— Direction —
Copy the data below word for word, but leave out the pictures.

____

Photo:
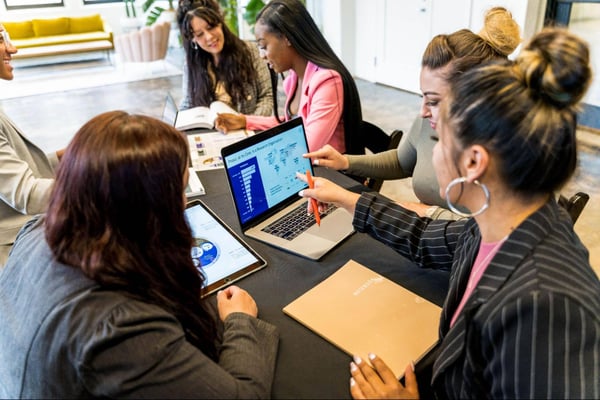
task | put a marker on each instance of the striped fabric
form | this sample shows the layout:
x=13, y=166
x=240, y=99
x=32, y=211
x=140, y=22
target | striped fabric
x=531, y=328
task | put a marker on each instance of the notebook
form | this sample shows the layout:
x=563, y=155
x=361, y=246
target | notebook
x=362, y=312
x=261, y=172
x=193, y=118
x=218, y=253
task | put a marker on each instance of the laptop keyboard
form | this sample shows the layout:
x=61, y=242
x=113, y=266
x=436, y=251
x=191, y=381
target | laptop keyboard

____

— Response —
Photo:
task | put a marker on each instance of the striped fabric
form | this sample shows the layout:
x=13, y=166
x=240, y=99
x=32, y=211
x=140, y=22
target | striped fabric
x=531, y=328
task | put a marker on each instance of the notebook
form | this sample shows the layout:
x=563, y=155
x=361, y=246
target | notebook
x=362, y=312
x=261, y=172
x=193, y=118
x=218, y=253
task | put a marker on each instance of the laptop keyboard
form | this sample shows the layout:
x=61, y=242
x=113, y=266
x=436, y=251
x=191, y=381
target | laptop keyboard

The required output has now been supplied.